EXCERPTED RECORDS:
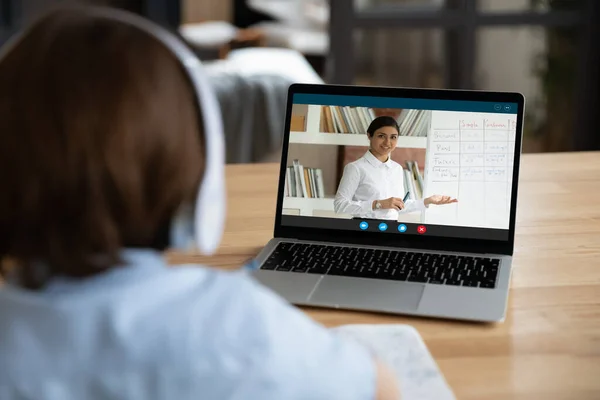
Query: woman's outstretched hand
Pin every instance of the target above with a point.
(439, 200)
(393, 203)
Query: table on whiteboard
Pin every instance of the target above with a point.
(470, 156)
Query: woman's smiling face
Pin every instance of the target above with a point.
(384, 141)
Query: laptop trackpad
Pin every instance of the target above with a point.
(375, 294)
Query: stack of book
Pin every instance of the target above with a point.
(356, 120)
(413, 180)
(343, 119)
(304, 182)
(414, 122)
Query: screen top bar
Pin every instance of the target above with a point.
(410, 103)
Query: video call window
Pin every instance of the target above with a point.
(459, 163)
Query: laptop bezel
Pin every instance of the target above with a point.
(393, 239)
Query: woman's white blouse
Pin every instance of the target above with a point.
(368, 179)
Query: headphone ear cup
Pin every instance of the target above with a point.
(210, 208)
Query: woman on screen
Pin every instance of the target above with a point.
(373, 186)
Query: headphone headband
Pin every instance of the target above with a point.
(206, 222)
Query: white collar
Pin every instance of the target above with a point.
(374, 161)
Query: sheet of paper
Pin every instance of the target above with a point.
(403, 349)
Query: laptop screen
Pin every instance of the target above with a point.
(400, 166)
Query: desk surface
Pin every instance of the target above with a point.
(549, 346)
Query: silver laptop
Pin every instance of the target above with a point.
(397, 200)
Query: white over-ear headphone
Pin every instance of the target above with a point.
(203, 222)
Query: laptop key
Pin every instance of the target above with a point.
(436, 269)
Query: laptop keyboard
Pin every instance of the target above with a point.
(439, 269)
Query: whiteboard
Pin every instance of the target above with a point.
(470, 157)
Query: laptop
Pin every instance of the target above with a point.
(446, 250)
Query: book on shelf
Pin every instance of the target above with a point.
(356, 120)
(304, 182)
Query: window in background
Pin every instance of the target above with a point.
(540, 63)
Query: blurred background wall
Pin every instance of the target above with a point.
(546, 49)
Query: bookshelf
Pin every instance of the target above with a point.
(313, 134)
(346, 139)
(306, 206)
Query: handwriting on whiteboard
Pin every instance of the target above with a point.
(470, 123)
(446, 135)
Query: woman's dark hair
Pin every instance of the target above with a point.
(381, 122)
(100, 145)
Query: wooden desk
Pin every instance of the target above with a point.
(549, 346)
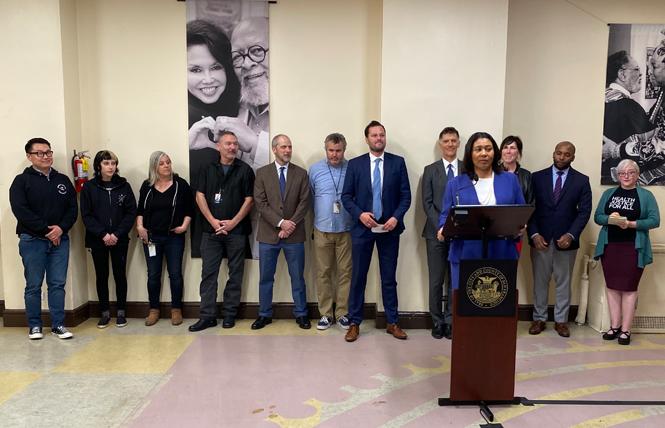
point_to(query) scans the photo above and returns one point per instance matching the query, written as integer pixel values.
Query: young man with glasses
(44, 204)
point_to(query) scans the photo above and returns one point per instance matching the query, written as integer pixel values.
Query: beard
(256, 93)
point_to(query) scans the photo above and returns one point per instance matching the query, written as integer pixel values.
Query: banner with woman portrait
(227, 85)
(634, 121)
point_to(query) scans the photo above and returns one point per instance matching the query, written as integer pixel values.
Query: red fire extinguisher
(81, 168)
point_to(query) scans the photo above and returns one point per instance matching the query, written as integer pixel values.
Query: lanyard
(336, 185)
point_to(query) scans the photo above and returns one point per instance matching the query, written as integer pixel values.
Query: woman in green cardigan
(626, 213)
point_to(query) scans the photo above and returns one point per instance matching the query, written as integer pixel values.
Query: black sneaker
(62, 332)
(121, 321)
(35, 333)
(104, 321)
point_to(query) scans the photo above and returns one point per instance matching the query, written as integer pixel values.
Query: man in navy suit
(563, 208)
(435, 179)
(377, 195)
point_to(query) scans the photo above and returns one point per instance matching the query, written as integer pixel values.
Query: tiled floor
(164, 376)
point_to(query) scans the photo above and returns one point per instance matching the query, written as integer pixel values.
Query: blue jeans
(295, 260)
(40, 257)
(171, 247)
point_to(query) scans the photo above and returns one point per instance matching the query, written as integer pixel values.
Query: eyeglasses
(48, 154)
(256, 53)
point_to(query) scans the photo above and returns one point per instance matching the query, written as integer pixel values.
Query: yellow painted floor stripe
(127, 354)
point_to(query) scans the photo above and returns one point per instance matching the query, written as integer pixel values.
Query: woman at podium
(483, 182)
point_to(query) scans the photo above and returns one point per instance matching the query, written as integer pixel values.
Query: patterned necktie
(557, 186)
(377, 208)
(282, 181)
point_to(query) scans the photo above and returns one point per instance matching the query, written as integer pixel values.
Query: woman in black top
(166, 207)
(511, 154)
(108, 209)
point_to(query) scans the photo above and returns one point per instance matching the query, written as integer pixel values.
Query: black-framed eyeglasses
(47, 154)
(256, 53)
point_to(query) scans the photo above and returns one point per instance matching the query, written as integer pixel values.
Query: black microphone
(474, 180)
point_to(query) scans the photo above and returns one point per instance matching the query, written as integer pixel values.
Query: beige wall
(31, 104)
(101, 74)
(428, 83)
(555, 79)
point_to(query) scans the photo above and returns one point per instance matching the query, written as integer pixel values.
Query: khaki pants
(332, 252)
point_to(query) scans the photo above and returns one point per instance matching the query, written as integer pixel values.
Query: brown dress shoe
(352, 333)
(537, 327)
(397, 332)
(176, 316)
(153, 317)
(562, 329)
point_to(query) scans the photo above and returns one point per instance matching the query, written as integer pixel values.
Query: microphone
(474, 181)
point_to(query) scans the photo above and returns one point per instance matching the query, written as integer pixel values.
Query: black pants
(100, 258)
(213, 249)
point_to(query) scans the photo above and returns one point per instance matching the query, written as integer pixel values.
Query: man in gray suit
(435, 178)
(281, 195)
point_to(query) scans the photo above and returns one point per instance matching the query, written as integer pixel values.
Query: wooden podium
(484, 309)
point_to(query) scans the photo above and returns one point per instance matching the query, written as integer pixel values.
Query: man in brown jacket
(281, 195)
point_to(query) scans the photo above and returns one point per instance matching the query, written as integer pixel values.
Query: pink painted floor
(285, 377)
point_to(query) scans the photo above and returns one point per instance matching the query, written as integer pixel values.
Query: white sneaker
(35, 333)
(62, 332)
(324, 323)
(344, 322)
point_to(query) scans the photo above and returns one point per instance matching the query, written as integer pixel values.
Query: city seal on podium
(487, 287)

ABOUT THIS EXERCISE:
Above this task is a listing. Restate, word for word and with nothing added, the lines from the one with "Query: woman's white blouse" through the one with "Query: headphone headband".

FINISHED TASK:
Query: woman's white blouse
Pin every instance of the target above with a point.
(368, 179)
Query: headphone ear cup
Pin every instance of the target above with a point.
(210, 208)
Query: woman on screen
Pin every instance of the target above with a point.
(373, 186)
Query: headphone headband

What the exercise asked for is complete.